* **Task material**:

···

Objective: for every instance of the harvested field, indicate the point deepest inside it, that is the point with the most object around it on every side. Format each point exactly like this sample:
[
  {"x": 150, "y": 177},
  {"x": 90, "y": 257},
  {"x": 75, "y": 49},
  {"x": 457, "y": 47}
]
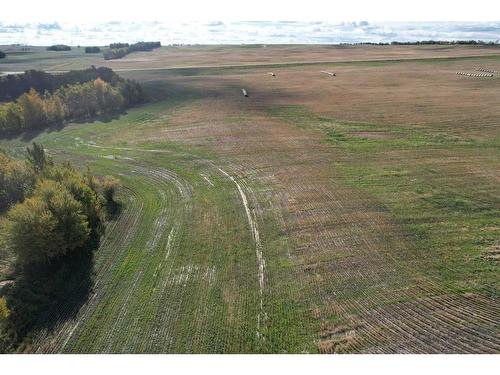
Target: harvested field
[{"x": 351, "y": 215}]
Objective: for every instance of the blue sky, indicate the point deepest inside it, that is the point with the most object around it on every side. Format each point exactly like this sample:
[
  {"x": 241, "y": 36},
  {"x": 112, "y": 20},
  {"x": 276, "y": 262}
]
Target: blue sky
[{"x": 235, "y": 32}]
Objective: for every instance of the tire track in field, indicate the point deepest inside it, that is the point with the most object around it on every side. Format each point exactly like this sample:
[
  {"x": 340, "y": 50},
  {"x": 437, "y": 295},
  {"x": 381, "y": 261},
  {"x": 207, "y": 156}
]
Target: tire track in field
[
  {"x": 261, "y": 263},
  {"x": 111, "y": 253},
  {"x": 356, "y": 265}
]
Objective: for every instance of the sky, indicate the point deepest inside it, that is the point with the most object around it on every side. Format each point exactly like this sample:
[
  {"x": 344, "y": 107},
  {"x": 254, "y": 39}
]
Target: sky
[{"x": 99, "y": 22}]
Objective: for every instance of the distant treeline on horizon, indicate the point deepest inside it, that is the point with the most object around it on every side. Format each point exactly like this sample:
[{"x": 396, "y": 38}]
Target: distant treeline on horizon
[{"x": 427, "y": 42}]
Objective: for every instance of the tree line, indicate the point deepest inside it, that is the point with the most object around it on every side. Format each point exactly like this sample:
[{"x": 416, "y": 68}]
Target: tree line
[
  {"x": 80, "y": 101},
  {"x": 426, "y": 42},
  {"x": 55, "y": 216},
  {"x": 119, "y": 50},
  {"x": 14, "y": 85}
]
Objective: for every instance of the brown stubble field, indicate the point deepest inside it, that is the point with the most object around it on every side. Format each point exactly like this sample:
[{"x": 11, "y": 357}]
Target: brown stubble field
[
  {"x": 375, "y": 193},
  {"x": 369, "y": 282}
]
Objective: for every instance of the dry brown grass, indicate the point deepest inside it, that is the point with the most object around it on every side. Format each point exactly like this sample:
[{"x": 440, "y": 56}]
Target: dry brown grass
[{"x": 346, "y": 245}]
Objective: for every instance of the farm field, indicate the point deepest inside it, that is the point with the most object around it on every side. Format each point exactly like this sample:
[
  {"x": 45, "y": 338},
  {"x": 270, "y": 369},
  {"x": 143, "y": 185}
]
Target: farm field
[{"x": 349, "y": 214}]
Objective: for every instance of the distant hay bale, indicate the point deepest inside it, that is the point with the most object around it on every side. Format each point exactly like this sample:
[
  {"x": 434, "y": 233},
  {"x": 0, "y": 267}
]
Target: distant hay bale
[{"x": 329, "y": 73}]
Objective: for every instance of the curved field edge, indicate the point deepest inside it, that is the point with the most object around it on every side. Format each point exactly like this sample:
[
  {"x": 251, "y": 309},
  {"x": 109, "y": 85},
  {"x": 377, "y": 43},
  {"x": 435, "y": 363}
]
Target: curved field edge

···

* **Requirements**: Write out the whole listing above word for word, leaving out the pictures.

* **Result of this exercise**:
Objective: for every instance of the harvested field, indicate the point deepest inside it, that is the point with the most object around it on every side. Format each point exactly like this sample:
[
  {"x": 150, "y": 177},
  {"x": 90, "y": 257},
  {"x": 75, "y": 49},
  {"x": 457, "y": 47}
]
Target: harvested field
[{"x": 351, "y": 215}]
Objective: for every instance of the blue sky, indicate the point deepest inside it, that is the point with the most object around it on every side. Format each point exactly like this sample:
[
  {"x": 241, "y": 36},
  {"x": 112, "y": 20},
  {"x": 276, "y": 262}
]
Target: blue sky
[{"x": 235, "y": 32}]
Objective: for every instance of the tire track in field, indicate the point deepest inside it, that is the point with the most object around it on every side. Format each point exactly like this sample:
[
  {"x": 340, "y": 50},
  {"x": 437, "y": 295},
  {"x": 381, "y": 261},
  {"x": 207, "y": 156}
]
Target: tire track in field
[
  {"x": 261, "y": 263},
  {"x": 111, "y": 253},
  {"x": 356, "y": 265}
]
Objective: for every instance of the sky, indicate the point deepest inside it, that is the point with the most object around it on every side. Format each point exactly like this sample:
[
  {"x": 344, "y": 107},
  {"x": 254, "y": 39}
]
Target: sky
[{"x": 99, "y": 22}]
Objective: for every instance of the distant treeline on horizon, indicate the point deepest inside it, that is the point with the most object around it on every side. Format each point exactly like this sample:
[{"x": 396, "y": 38}]
Target: distant treeline on horizon
[{"x": 427, "y": 42}]
Objective: for every instance of the tree line, indicate the point deepest inside it, that is the point with the most object around it on every side. Format each point exactly like this sample:
[{"x": 416, "y": 68}]
Target: tree line
[
  {"x": 80, "y": 101},
  {"x": 426, "y": 42},
  {"x": 55, "y": 216},
  {"x": 119, "y": 50},
  {"x": 14, "y": 85}
]
Objective: for every instance of the brown stubble field, indicate the point deepest inside it, that is the point with the most object around it on every side. Format each point exactly like this sample:
[{"x": 11, "y": 357}]
Target: brown stubble field
[
  {"x": 375, "y": 193},
  {"x": 369, "y": 282}
]
Objective: for every instance of the dry brown grass, indicate the point deepest inside it, that is the point with the most object around it on every side. Format each point exactly like this sample:
[{"x": 440, "y": 56}]
Target: dry brown grass
[{"x": 346, "y": 245}]
Objective: for every instance of the farm field, indicate the point deepest inside it, that is the point with the most object around it on every side. Format each point exactly like this sample:
[
  {"x": 45, "y": 338},
  {"x": 270, "y": 369},
  {"x": 143, "y": 185}
]
Target: farm field
[{"x": 349, "y": 214}]
Objective: for every instance of the distant hay bale, indicate the point deepest inside it, that is the point with the most object around it on every side. Format each point exactly like this sample:
[
  {"x": 434, "y": 233},
  {"x": 0, "y": 267}
]
Target: distant hay bale
[{"x": 329, "y": 73}]
Objective: for every instance of the curved field edge, indicate the point deepest inside it, that is the point with the most object around it on every side. Format each point exactly like this sample:
[
  {"x": 251, "y": 309},
  {"x": 109, "y": 85},
  {"x": 377, "y": 43},
  {"x": 435, "y": 363}
]
Target: curved field edge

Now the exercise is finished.